**Problem to solve**
Extract every line of the material that follows verbatim, omitting the pictures from your answer.
..............................
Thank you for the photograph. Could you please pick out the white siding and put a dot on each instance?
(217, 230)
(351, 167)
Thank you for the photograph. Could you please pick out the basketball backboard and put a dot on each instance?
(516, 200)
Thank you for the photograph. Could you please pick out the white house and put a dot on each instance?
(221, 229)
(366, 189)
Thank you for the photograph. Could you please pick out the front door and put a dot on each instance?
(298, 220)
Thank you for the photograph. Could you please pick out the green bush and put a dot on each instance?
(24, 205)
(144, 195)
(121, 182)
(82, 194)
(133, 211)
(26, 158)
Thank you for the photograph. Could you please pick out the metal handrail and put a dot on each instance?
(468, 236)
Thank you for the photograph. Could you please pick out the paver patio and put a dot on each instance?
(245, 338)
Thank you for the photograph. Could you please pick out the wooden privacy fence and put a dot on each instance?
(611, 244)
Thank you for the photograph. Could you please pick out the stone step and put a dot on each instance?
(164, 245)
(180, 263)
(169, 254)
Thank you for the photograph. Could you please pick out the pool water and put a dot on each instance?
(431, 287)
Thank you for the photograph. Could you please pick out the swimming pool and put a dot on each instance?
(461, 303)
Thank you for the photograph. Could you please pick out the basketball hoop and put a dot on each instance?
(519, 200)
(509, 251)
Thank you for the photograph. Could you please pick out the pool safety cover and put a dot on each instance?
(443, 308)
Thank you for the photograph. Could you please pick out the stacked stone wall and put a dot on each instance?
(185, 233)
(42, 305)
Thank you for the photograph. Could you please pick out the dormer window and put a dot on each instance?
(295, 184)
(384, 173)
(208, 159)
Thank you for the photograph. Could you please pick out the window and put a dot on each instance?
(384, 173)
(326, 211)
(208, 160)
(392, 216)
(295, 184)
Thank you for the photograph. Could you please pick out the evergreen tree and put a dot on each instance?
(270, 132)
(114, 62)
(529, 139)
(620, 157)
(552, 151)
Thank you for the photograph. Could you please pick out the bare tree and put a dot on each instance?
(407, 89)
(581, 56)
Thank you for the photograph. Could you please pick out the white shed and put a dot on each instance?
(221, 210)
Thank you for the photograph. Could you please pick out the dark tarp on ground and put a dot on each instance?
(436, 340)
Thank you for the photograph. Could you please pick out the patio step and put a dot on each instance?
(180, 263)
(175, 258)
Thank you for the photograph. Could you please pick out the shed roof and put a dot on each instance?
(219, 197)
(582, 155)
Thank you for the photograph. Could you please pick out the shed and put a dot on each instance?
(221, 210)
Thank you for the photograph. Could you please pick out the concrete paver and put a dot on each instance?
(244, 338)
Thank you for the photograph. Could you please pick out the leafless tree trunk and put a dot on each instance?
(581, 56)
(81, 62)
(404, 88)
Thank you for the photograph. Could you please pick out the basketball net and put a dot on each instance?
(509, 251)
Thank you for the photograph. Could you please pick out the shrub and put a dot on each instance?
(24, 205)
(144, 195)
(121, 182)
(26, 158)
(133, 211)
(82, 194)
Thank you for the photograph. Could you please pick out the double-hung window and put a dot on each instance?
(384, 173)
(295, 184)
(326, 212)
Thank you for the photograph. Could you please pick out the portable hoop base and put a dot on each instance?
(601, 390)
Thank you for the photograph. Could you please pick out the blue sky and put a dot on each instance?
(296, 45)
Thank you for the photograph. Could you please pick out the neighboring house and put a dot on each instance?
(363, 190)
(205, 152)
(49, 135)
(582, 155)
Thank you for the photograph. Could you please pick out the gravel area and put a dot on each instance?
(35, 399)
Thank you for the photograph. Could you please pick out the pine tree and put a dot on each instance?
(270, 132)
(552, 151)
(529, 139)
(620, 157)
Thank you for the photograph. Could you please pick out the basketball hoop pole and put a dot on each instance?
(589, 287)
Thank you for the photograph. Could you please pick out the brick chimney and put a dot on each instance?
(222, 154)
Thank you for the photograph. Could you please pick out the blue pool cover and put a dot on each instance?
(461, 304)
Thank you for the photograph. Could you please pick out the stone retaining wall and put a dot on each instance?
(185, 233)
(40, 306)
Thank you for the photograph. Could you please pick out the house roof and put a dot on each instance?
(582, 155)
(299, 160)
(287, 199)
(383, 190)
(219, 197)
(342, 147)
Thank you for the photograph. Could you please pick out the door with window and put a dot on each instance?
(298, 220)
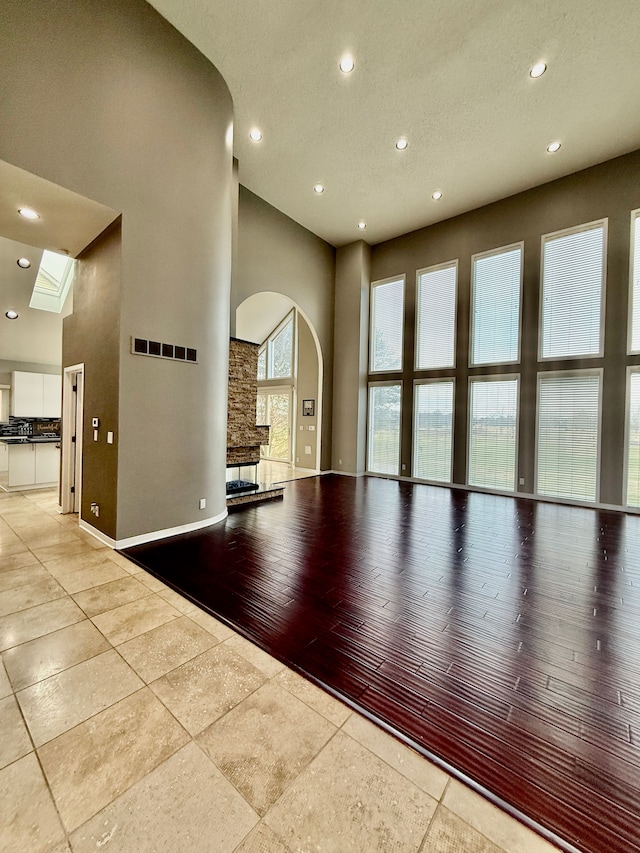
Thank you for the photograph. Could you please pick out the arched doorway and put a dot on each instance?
(290, 373)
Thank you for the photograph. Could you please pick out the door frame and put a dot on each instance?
(72, 421)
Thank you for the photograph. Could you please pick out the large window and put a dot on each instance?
(436, 317)
(495, 306)
(635, 281)
(387, 318)
(275, 357)
(633, 438)
(493, 432)
(573, 263)
(383, 445)
(568, 435)
(433, 429)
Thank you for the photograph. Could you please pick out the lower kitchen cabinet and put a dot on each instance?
(33, 464)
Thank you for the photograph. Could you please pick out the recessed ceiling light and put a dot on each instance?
(28, 213)
(347, 64)
(538, 70)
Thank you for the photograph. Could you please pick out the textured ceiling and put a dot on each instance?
(450, 75)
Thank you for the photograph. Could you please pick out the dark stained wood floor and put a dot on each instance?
(500, 635)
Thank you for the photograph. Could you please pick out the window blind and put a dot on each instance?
(635, 283)
(433, 425)
(493, 433)
(436, 317)
(383, 446)
(572, 293)
(568, 419)
(633, 441)
(387, 314)
(495, 312)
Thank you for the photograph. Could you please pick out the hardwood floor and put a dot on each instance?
(500, 635)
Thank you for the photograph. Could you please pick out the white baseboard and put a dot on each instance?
(152, 536)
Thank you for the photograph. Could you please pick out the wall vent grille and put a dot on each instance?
(157, 349)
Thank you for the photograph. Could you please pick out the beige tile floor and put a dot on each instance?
(132, 721)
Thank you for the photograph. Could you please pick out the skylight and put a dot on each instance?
(52, 282)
..............................
**Answer to this exercise**
Thank you for the photograph. Could you please pick out the white siding and put a dot on each instance?
(217, 230)
(351, 167)
Thank you for the photograph. Could you please pick out the basketball backboard and put a dot on each instance?
(516, 200)
Thank you for the photograph. Could you please pick out the white house and put a dot on each instance?
(221, 229)
(366, 189)
Thank you for the photograph. Could you please pick out the front door and put a dot on each instance?
(298, 220)
Thank you for the photograph. Could you please pick out the green bush and put a dot on each instance?
(24, 205)
(144, 195)
(121, 182)
(82, 194)
(133, 211)
(26, 158)
Thank you for the photograph. Could you please pick out the metal handrail and put a dot on each instance?
(468, 236)
Thank you for the photograph. Could you please pick out the paver patio and put a dot on each instance?
(245, 338)
Thank you for the photograph. Could you please pick out the wooden privacy fence and put a dot on each instance?
(611, 244)
Thank you for the photograph. Could you please pick out the stone step and put a dot on each instance?
(164, 245)
(180, 263)
(169, 254)
Thank you for the photograph. Could you please pick out the pool water and put a dot on each instance?
(431, 287)
Thank you for the photograph. Could you please pick out the swimming pool and put a dot on each instance?
(461, 303)
Thank you for the photograph. Could you please pick out the basketball hoop and put a dot on each instance?
(519, 200)
(509, 251)
Thank you for the photograph. Could you please pick out the pool safety cover and put a dot on each instance?
(443, 308)
Thank you for the photograph. Could you please pick out the stacked stone wall and put a dot on each instance?
(185, 233)
(42, 305)
Thank you for the photograph. Could you please pick out the dormer window and put a dot on each instance?
(295, 184)
(384, 173)
(208, 159)
Thank you for the photograph. Could you please pick out the window and put a dot on each instance?
(384, 173)
(326, 211)
(208, 160)
(392, 216)
(295, 184)
Thank you for the photograph. Could you please pick out the evergreen tree and put a dot on each instance?
(270, 132)
(114, 62)
(529, 139)
(620, 157)
(552, 151)
Thank you for the photograph. Could you please pick out the bare tree and put a dot on each instance?
(407, 89)
(581, 56)
Thank you for the photograph. Could you please pick out the white shed and put a dot on each instance?
(221, 210)
Thank you for the photograph. Could you please pick out the dark tarp on ground and put a dot on each instance?
(436, 340)
Thank you for the photograph. Could you please pick out the patio step and put a dot on each instance?
(180, 263)
(175, 258)
Thank you for the photograph. Could you please pick out the shed roof and put a dot on each instance?
(219, 197)
(582, 155)
Thank you for the photograph. Could you please pick out the shed and put a dot on each instance?
(221, 210)
Thank you for the photograph. Could you please pick out the concrete paver and put a dot on each instance?
(244, 338)
Thank you for the photograph. Could you please pick out the leafless tree trunk and put a dot on each instance?
(581, 56)
(81, 62)
(404, 88)
Thank you for the photograph. Could you please pick out the basketball net and put a dot on each instance?
(509, 251)
Thank you for the photograph. Could you please pick out the shrub and put a dot on each instance?
(24, 205)
(144, 195)
(121, 182)
(26, 158)
(133, 211)
(82, 194)
Thank you for the photograph. Could you please pick out the double-hung window and put a dot on each instance?
(384, 173)
(295, 184)
(326, 212)
Thank you for the photograph. Could you please pick out the portable hoop base and put a dot on each instance?
(601, 390)
Thank you for the photograph. Could you please pick out the blue sky and put a dot on each instance?
(296, 45)
Thank you for the photograph. Could you please pick out the neighboring house and put a dot on each instance?
(363, 190)
(205, 152)
(49, 135)
(582, 155)
Thank you for the photograph. Could you please pick out the gravel area and put a dot on each instance?
(35, 399)
Thank you for the photograph. Could you please pick out the pine tree and put a dot on each instance?
(270, 132)
(552, 151)
(529, 139)
(620, 157)
Thank you for the photograph. Could you please pick out the basketball hoop pole and put a dot on each instance?
(589, 287)
Thank you for the photograph. Could you please pick out the brick chimney and put a dot on each instance?
(222, 154)
Thank you for the photograph. Could you please pick out the blue pool cover and put a dot on each instance?
(461, 304)
Thank you for the photograph. Could you please pick out the stone retaining wall and put a dot on each instance?
(185, 233)
(40, 306)
Thank you for the photograph. Could you please pick out the house roof and put a dot on each instance?
(582, 155)
(299, 160)
(287, 199)
(383, 190)
(219, 197)
(342, 147)
Thank you for the photograph. Could you please pick out the door with window and put a dot on each instance?
(298, 220)
Thank you for the photograph. Could you please pick out the arched doorway and put a dot on each instance?
(290, 373)
Thank you for the photograph. Could you please pick out the door frame and put a dot on each instance?
(72, 421)
Thank you for the photograph. Could you please pick out the large window and put a dot on each instance?
(436, 317)
(495, 306)
(635, 281)
(387, 318)
(275, 357)
(633, 438)
(493, 432)
(573, 263)
(383, 445)
(568, 435)
(433, 429)
Thank you for the photograph. Could you please pick out the lower kitchen cabinet and put a dot on each instance?
(33, 464)
Thank you for the photograph. Could you please pick out the recessed ceiling light and put a dot on each instance?
(28, 213)
(347, 64)
(538, 70)
Thank you for the photograph. Could you please pick out the textured ceiling and put a dot on each instance?
(450, 75)
Thank you for the photograph. Could you please pick out the dark stained wood floor and put a dot on each instance?
(500, 635)
Thank you for the photograph. Could you please pick out the window blind and put a dot on each instance?
(635, 283)
(433, 425)
(493, 433)
(436, 317)
(383, 446)
(572, 293)
(568, 419)
(633, 441)
(387, 314)
(495, 312)
Thank you for the photograph. Could you please pick out the hardwood floor and put a dot on each instance?
(500, 635)
Thank you for the photograph. Could you please pick out the white baseboard and put a dot on each instance?
(152, 536)
Thank you for the photograph. Could you please pick out the wall vent grille and put a dot on each instance?
(157, 349)
Thank you for the photograph. Could you please pick out the beige tile floor and put a dot on each instance?
(132, 721)
Thank you for the photograph. Could you please pick out the skylight and put a dot on each instance?
(52, 282)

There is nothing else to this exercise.